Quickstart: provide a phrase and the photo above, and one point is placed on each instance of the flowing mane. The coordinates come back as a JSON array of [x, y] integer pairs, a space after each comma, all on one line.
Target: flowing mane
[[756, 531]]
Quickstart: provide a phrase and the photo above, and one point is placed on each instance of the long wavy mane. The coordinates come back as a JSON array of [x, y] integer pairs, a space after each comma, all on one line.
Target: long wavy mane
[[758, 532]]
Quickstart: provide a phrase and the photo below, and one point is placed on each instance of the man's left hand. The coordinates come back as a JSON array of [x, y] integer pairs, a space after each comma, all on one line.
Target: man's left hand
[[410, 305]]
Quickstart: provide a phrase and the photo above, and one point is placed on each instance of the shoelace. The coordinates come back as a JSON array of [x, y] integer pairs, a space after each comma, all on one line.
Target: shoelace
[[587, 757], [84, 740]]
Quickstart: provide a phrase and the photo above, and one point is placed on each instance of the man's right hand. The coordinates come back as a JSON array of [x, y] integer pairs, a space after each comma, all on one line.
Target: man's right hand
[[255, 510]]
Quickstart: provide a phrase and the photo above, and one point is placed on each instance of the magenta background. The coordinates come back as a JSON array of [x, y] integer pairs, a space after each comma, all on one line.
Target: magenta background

--

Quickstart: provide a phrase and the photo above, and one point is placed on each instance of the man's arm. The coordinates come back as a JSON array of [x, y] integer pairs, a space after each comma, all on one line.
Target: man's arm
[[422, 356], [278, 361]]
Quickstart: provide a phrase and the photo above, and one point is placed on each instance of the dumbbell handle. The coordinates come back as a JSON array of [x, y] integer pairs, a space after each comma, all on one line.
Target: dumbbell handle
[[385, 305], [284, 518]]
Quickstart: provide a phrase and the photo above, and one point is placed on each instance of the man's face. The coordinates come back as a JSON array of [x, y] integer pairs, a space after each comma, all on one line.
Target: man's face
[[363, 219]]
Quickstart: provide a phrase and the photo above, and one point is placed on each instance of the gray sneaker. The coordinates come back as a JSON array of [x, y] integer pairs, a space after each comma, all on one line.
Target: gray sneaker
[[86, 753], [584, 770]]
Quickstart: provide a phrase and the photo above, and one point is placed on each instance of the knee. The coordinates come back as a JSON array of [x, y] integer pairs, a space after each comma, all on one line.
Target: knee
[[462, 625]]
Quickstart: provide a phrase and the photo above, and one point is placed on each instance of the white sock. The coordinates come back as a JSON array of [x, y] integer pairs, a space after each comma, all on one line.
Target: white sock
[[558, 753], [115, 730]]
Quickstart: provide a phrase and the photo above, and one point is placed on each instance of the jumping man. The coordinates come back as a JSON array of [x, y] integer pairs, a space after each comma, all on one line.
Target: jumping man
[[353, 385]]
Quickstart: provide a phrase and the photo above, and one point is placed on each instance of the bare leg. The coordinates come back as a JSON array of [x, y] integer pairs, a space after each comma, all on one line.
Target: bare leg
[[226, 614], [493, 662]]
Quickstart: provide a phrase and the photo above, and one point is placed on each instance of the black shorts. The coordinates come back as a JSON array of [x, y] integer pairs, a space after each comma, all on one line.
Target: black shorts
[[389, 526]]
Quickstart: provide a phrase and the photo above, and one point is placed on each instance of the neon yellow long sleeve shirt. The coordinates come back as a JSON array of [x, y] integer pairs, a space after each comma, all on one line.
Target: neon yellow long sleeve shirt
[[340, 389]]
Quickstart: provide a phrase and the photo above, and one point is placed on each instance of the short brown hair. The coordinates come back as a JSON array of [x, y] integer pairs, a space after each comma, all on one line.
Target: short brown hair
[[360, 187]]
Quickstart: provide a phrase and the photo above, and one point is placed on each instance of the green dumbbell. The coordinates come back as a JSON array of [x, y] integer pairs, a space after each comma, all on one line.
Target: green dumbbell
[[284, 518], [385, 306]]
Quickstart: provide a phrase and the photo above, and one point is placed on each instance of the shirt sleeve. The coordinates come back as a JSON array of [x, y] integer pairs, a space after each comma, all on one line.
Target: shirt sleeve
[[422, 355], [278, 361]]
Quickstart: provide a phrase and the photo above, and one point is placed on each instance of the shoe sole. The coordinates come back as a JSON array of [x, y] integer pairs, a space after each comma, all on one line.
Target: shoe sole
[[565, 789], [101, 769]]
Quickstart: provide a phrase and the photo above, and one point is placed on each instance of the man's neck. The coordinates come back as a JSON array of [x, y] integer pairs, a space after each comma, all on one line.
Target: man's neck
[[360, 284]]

### [Stated goal]
Convert the records above into a two-column CSV with the headers record_text and answer. Use one row per record, put each field in quotes, and replace line breaks with spaces. Begin at the line that has "of the white", stop after the line that has "[[422, 355], [278, 361]]", and include only those records.

### [Answer to the task]
record_text,answer
"Quickstart: provide a phrase and the photo above, and one point is placed on each instance of the white sock. The coordinates come back as a JSON array of [x, y] integer pairs, a space after each comma, all on one line. Target: white sock","[[558, 753], [115, 730]]"
"Quickstart: provide a phrase and the photo above, and one point is placed on each instance of the jumping man. The coordinates come back as a JSON array of [x, y] integer pairs, a space after each comma, all on one line. Target: jumping man","[[353, 385]]"
"Quickstart: provide a phrase and the photo above, and one point is placed on each instance of the bare leg. The coordinates come back as a JSON array of [x, y] integer pairs, a space after each comma, all on one line. Target: bare leg","[[226, 614], [493, 662]]"
"Quickstart: provide a phrase and the photo above, and one point is placed on each instance of the black shorts. The coordinates come back as a JSON array of [x, y] integer pairs, a space after each comma, all on one line. Target: black shorts","[[389, 526]]"
"Quickstart: provide a phrase and the photo above, and one point is placed on each instance of the neon yellow long sleeve shirt. The coordinates come back as a JSON array of [x, y] integer pairs, a space after each comma, all on one line. Target: neon yellow long sleeve shirt","[[340, 389]]"
"Quickstart: provide a phrase and the photo above, and one point is placed on each instance of the short brown hair. The coordinates come back as a JSON array of [x, y] integer pairs, a space after each comma, all on one line. Target: short brown hair","[[360, 187]]"
"Quickstart: provide a phrase and the photo above, and one point is placed on each instance of the green dumbbell. The coordinates come back as a JSON array of [x, y] integer pairs, a space after each comma, all on one line. Target: green dumbbell","[[284, 518], [385, 306]]"
"Quickstart: provide a phrase and the photo above, and one point is placed on each instance of the shirt sleeve. The coordinates come back as a JSON array of [x, y] integer pairs, a space after each comma, all on one line. Target: shirt sleeve","[[422, 355], [278, 361]]"